* Exercise instructions *
From the rows below, copy word for word the part that opens with the line containing "white paw matching" and closes with the line containing "pixel 76 41". Include both of those lines.

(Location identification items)
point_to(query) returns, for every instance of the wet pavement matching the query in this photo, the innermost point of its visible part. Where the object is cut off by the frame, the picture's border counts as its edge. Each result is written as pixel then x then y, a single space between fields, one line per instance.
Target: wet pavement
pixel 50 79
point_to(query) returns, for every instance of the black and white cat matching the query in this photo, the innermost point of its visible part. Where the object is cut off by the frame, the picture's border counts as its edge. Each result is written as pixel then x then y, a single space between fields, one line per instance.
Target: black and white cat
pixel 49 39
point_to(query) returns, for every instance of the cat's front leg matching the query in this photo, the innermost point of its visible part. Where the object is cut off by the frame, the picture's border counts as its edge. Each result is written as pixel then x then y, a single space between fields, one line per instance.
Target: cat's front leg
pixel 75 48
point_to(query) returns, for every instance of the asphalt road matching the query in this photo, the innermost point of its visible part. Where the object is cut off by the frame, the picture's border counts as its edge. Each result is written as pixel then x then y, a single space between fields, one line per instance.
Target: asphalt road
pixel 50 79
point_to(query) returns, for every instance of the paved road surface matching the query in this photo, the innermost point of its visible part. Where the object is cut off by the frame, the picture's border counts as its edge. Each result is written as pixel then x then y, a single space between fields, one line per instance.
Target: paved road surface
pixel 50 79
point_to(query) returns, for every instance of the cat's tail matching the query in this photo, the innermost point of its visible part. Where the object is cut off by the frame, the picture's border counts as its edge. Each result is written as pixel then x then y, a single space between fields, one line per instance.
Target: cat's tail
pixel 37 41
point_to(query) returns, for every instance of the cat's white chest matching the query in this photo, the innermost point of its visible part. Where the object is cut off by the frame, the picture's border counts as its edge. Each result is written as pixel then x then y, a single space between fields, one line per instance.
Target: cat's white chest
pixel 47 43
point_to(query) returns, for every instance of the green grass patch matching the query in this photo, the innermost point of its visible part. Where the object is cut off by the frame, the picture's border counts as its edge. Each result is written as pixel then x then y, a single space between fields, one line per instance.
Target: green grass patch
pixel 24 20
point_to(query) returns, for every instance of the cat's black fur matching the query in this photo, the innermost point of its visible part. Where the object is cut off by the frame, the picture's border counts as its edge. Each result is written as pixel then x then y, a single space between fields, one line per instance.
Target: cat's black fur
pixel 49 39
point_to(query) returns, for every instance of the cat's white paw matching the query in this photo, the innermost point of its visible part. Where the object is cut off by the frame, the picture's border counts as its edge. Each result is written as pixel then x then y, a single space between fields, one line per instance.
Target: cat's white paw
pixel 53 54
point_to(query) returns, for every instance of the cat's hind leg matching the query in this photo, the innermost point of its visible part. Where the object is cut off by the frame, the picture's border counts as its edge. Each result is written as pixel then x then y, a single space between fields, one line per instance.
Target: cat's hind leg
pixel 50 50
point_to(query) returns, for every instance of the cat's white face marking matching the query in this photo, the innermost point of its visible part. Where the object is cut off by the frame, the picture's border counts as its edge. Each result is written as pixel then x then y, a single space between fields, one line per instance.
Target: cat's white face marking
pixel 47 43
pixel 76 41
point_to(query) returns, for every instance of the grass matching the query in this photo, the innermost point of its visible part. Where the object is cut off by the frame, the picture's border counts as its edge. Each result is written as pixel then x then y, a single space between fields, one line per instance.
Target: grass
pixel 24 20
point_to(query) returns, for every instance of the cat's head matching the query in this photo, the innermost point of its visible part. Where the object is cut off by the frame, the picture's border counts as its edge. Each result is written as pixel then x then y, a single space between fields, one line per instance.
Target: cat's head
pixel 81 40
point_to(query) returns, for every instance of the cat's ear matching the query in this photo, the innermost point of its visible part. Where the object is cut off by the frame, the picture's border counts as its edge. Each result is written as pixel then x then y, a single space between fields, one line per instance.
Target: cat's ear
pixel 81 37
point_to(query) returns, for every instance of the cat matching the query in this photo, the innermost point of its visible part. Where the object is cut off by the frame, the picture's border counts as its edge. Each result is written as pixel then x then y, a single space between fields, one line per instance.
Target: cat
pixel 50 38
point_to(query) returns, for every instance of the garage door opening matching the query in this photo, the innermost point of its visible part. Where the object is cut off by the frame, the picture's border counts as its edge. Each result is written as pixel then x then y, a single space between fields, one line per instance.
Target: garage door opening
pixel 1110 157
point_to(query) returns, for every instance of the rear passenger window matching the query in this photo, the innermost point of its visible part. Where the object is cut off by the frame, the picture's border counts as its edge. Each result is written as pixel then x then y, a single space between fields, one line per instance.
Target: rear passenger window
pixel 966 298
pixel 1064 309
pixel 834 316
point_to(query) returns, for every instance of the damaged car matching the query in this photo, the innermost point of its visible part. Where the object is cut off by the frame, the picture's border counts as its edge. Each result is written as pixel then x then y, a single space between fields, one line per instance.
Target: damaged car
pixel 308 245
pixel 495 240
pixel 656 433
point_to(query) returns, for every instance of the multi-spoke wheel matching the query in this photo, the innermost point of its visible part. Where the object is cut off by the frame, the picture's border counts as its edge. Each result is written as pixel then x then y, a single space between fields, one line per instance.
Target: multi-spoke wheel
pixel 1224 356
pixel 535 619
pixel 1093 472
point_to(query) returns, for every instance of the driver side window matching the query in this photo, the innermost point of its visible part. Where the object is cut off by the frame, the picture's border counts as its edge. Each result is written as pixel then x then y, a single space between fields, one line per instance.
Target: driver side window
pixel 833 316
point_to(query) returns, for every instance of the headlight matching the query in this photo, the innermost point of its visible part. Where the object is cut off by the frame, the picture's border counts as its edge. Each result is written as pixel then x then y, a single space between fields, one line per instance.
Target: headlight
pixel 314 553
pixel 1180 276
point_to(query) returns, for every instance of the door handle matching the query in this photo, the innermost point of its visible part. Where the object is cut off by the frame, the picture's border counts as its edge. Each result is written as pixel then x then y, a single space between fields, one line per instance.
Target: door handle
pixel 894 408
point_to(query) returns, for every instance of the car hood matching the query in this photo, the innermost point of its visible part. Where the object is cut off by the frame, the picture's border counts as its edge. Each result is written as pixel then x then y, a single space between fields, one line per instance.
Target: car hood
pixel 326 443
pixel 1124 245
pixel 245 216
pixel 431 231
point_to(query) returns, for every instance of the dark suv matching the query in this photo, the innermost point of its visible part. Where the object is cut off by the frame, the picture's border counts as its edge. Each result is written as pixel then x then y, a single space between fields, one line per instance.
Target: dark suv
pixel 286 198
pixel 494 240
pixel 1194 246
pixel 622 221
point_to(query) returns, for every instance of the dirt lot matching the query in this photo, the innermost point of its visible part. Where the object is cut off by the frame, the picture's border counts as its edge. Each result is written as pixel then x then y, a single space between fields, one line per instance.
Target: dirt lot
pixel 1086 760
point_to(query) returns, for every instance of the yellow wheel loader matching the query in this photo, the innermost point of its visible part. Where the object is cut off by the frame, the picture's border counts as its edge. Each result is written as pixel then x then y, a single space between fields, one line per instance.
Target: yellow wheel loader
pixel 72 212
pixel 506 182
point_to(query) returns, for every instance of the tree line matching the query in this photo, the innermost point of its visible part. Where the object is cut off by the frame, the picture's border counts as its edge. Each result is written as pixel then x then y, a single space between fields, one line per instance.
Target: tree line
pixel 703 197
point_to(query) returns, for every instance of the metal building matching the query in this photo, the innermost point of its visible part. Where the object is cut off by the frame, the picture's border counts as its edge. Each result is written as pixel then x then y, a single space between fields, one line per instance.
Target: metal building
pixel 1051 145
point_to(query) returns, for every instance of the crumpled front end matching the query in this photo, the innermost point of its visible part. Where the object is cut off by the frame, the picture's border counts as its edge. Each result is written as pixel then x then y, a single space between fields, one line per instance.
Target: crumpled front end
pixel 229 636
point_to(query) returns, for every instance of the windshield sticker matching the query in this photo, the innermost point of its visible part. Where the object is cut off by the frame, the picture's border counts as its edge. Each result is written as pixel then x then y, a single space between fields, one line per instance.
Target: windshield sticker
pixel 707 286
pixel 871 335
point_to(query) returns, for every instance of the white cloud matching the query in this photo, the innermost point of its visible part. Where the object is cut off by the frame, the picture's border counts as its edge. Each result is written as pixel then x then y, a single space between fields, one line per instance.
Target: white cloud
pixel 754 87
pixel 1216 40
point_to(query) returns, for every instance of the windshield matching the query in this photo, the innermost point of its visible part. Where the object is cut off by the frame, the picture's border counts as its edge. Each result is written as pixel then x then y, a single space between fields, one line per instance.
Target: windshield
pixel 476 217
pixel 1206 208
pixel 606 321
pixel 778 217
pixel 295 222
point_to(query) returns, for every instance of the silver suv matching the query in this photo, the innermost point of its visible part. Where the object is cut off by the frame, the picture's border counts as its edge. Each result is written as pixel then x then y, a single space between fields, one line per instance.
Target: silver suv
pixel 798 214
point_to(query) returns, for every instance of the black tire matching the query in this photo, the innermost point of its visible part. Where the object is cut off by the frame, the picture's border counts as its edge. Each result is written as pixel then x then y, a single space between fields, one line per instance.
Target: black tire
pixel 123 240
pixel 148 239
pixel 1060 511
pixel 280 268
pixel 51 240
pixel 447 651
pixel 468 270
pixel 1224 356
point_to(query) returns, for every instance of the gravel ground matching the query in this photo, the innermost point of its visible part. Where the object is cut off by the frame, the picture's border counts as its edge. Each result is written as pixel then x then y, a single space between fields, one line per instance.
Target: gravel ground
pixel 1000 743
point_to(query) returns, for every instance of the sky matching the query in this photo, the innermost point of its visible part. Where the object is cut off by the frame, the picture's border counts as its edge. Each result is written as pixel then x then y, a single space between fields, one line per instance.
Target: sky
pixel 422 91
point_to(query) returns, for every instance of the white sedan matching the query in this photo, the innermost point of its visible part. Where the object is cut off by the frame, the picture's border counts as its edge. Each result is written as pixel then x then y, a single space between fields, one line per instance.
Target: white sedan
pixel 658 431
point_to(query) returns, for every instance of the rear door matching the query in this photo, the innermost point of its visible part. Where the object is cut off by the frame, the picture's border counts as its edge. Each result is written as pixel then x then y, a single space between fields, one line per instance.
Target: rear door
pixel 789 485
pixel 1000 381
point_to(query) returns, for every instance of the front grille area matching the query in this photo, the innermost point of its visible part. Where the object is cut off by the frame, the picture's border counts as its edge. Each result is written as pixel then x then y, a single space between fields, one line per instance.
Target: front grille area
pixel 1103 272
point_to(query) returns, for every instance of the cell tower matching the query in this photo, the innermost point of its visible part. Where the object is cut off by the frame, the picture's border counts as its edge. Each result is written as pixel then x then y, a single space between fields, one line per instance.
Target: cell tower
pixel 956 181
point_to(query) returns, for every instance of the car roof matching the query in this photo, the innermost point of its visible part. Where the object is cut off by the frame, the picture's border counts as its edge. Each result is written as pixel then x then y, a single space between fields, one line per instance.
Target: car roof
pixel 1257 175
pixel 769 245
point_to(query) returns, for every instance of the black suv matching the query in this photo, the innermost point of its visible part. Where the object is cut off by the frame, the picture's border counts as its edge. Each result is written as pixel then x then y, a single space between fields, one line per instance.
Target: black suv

* Exercise answer *
point_to(query) returns, for every instance of the cat's white paw matching the query in this photo, the innermost point of its visible part. Where the object is cut off by the frame, the picture's border counts as its edge. Each result is written as pixel then x then y, a single space between fields, one line per instance.
Target: cat's white paw
pixel 53 54
point_to(query) returns, for every instance of the cat's hind leg matching the query in this photo, the innermost point of its visible part. Where the object is cut off by the frame, the picture's border counts as its edge. Each result is written as pixel then x then y, a single space between fields, one line per instance.
Target: cat's hind leg
pixel 50 50
point_to(query) returns, for every instance of the cat's white face marking matching the query in this photo, the innermost point of its visible part. Where the object is cut off by the frame, the picture's border counts as its edge. Each result is written as pixel then x then y, a single space between fields, one line per instance.
Target: cat's white face marking
pixel 47 43
pixel 76 41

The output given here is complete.